◆ **Written problem**: Leave out the pictures and repeat every record exactly.

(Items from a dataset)
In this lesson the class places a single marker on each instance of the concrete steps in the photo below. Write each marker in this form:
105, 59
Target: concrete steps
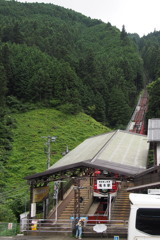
121, 206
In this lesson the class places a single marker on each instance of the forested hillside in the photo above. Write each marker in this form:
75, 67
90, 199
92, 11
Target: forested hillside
57, 66
150, 50
56, 56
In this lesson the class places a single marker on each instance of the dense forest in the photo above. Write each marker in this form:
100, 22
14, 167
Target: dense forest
55, 58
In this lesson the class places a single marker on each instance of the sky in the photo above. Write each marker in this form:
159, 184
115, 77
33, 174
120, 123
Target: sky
138, 16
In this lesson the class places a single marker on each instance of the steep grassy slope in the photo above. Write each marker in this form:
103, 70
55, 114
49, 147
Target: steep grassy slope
27, 155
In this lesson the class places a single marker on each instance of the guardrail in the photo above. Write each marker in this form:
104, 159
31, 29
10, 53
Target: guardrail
68, 226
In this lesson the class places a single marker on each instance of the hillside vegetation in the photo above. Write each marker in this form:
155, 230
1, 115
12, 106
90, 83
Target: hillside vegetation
61, 72
29, 151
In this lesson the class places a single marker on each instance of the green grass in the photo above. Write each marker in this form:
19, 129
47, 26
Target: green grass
28, 157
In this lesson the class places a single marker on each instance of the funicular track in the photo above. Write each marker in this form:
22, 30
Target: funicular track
65, 221
137, 122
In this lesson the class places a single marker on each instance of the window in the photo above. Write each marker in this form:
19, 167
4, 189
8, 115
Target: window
148, 220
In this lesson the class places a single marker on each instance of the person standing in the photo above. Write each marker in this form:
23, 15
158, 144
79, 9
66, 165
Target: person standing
79, 228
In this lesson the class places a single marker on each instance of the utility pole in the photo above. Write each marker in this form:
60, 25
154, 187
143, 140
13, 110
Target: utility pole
49, 140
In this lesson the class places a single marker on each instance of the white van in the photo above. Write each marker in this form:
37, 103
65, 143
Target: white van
144, 220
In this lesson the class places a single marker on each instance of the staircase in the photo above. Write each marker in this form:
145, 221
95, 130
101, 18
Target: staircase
121, 206
84, 206
65, 210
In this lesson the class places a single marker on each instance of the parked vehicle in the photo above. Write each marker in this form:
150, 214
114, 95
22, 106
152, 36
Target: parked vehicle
144, 220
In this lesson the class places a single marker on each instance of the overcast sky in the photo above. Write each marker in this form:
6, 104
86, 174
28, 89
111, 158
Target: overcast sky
138, 16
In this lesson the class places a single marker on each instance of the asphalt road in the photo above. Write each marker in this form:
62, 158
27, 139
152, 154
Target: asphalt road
55, 237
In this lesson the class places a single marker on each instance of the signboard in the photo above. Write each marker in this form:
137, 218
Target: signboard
10, 226
56, 188
154, 191
116, 237
40, 193
104, 184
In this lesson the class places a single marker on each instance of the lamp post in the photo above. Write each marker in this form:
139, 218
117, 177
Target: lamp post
49, 140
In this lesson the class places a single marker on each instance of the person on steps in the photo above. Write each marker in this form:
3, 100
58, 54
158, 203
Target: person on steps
79, 228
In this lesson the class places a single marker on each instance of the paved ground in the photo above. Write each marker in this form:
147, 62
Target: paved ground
55, 237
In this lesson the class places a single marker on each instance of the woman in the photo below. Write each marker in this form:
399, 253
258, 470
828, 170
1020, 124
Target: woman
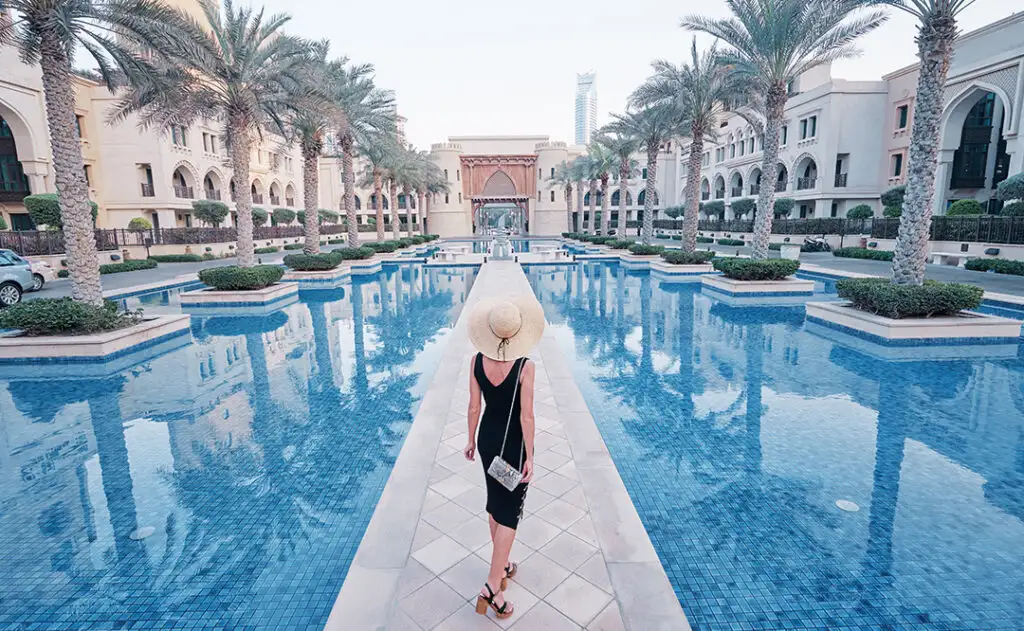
503, 331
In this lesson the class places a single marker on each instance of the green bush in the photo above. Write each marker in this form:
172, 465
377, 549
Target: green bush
354, 253
962, 208
210, 212
129, 265
232, 278
876, 255
884, 298
639, 249
1013, 209
175, 258
139, 223
45, 209
860, 211
678, 257
313, 262
998, 265
756, 269
66, 317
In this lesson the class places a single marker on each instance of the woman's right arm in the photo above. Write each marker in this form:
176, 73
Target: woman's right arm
473, 413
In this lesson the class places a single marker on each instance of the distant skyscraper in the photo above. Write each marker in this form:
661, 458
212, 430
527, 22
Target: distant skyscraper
586, 107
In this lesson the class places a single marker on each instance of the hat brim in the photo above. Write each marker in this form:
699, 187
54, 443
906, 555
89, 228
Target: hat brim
519, 345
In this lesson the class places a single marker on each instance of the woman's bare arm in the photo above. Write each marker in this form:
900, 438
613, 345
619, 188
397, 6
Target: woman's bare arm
473, 413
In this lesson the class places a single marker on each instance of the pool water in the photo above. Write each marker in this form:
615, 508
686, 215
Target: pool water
225, 484
793, 480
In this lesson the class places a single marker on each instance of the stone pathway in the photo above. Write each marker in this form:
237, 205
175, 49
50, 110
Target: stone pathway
586, 561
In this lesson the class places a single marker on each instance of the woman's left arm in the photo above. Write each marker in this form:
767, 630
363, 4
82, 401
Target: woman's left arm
526, 418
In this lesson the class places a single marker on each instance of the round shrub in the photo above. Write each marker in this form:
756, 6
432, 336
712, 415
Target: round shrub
678, 257
132, 265
640, 249
1013, 209
66, 317
176, 258
313, 262
882, 297
756, 269
233, 278
962, 208
860, 211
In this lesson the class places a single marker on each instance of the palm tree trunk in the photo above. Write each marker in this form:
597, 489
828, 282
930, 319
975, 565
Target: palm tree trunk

◆ **Complete answer**:
In this lesson the class places a single marker on each instance of the concrete steps in the photo below. Write each marker in this form:
105, 59
Target: concrete steps
121, 206
In this lesson the class places a single marker on each instance of the forested hillside in the photo above. Write each marker in this form:
75, 67
90, 199
92, 11
Target: forested hillside
57, 66
150, 50
56, 56
In this lesson the class places a single marker on each instance of the dense forest in the photo above. Write each marker in this form:
100, 22
14, 167
Target: dense forest
55, 58
In this lesson the class places a single marker on each instance of the sky in the photo above. Write each marker in this form:
159, 184
115, 77
33, 174
120, 123
Target: sky
138, 16
In this lesson the class places a single marker on each instance of the steep grassy slope in the photo above. Write each marker in this form:
103, 70
55, 114
49, 147
Target: steep grassy slope
27, 155
In this lesson the class places a single marker on each instance of the guardrail in the photo above. Write each marker in this form:
104, 159
31, 29
10, 53
Target: guardrail
68, 226
In this lesson the class places a single marker on each instance of the hillside vegetation in the photo above. Write each marker in this form:
155, 230
1, 115
12, 106
90, 83
Target: hillside vegetation
61, 72
29, 151
In this lesson the class places a single marker on each instance of the green grass in the photo above. Write each marker in this form:
19, 129
47, 26
Target: green grass
28, 157
In this lesson the class places a single marker on each instance of the funicular track in the photo above. Write each marker in this form:
22, 30
Target: funicular track
65, 221
137, 122
In this lesson the class places a single marker on each instance of the window in the photo above. Write each marker in this form:
19, 167
4, 189
8, 115
Target: window
148, 220
In this lesson the class places a single marker on each instance of the person standing in the photo above. Write each marker in this form:
23, 15
158, 144
79, 9
66, 165
Target: person standing
79, 228
In this lesson the class places a single marker on each instance of the utility pole in the photo above. Write each marker in this form:
60, 25
154, 187
143, 140
13, 110
Target: utility pole
49, 140
In this lesson the class places a single marker on each instance of the white van in the photo above. Write each marker in this form:
37, 103
65, 143
Target: white van
144, 220
In this lesson the class places a single marker on each instance of the staircase in the photo above. Write each marker in this form:
145, 221
95, 130
101, 18
Target: staircase
121, 206
84, 206
65, 210
In this lesson the class places a single marker on each instance of the parked vehicle in the photo above. Write each marker in this form:
150, 214
114, 95
22, 106
152, 36
Target: parked vehicle
144, 220
In this lesson the class places a single marker on each instance of the overcast sky in the photo above. Write each marker in this form:
6, 104
86, 174
28, 89
111, 158
Target: overcast sky
138, 16
In this lesson the class places a single marker on each instance of the asphalt road in the photo above. Write each marker in this form:
62, 158
27, 139
152, 154
Target: asphalt road
55, 237
In this lesson the class places a single marker on each instance of the signboard in the photo above. Write each marker in this form:
137, 218
Target: signboard
10, 226
56, 188
154, 191
116, 237
40, 193
104, 184
In this lesson the class places a single marker on each instance of the lamp post in the photo above. Write each marker in this form:
139, 218
117, 177
Target: lamp post
49, 140
In this lesson the class places a single marker on each instance of the person on steps in the photo above. Write each marker in this form:
3, 100
58, 54
158, 203
Target: person on steps
79, 228
In this lesson the class places a single marker on each instance of the paved ground in the photo above. Write each marker in this form:
147, 62
Target: paved ground
55, 237
In this lesson the class places a single marker on each instance of the woman in the photo below. Write each marker in this form:
399, 253
258, 470
828, 170
1020, 124
Target: woman
503, 331
In this lesson the class places a single marker on each instance of the green bush in the photo above. Write each marker in this form:
172, 465
377, 549
Target: green bush
354, 253
962, 208
210, 212
129, 265
232, 278
876, 255
884, 298
639, 249
1013, 209
175, 258
139, 223
45, 209
860, 211
678, 257
313, 262
998, 265
756, 269
66, 317
In this lesson the class places a single marker on each instance of the woman's right arm in the photo above. Write each marker in this form:
176, 73
Target: woman's right arm
473, 413
In this lesson the class places a single marker on each instance of the distant skyscraper in the photo above. Write each marker in this form:
661, 458
212, 430
527, 22
Target: distant skyscraper
586, 107
In this lesson the class places a single marker on each instance of the hat brim in the photo above. Write each marker in this form:
699, 187
54, 443
906, 555
89, 228
Target: hat brim
519, 345
In this lesson the class places a single marker on each instance of the woman's bare arm in the photo above. Write each marker in this form:
900, 438
613, 345
619, 188
397, 6
Target: woman's bare arm
473, 413
In this lesson the class places a single marker on each instance of the pool water in the photo above. Write each marker in this form:
615, 508
686, 215
Target: pool water
225, 484
793, 480
In this lesson the class places a single marker on each instance of the stone pathway in the photo above. Write each marker in this form:
237, 205
175, 49
50, 110
Target: stone pathway
586, 561
In this lesson the class places a single marker on each instance of the woman's left arm in the photo above. Write each marker in this form:
767, 630
363, 4
82, 401
Target: woman's left arm
526, 418
In this lesson the class places a single marker on each instance of the round shrub in the photo above. Write each marker in this form:
756, 6
432, 336
712, 415
Target: round shrub
678, 257
132, 265
640, 249
1013, 209
66, 317
176, 258
313, 262
882, 297
756, 269
233, 278
962, 208
860, 211
In this lesson the class places a single marker on each instance of the palm tree trunk in the photo above. Write each marker in this form:
597, 489
828, 282
930, 319
975, 565
Target: palm tree trunk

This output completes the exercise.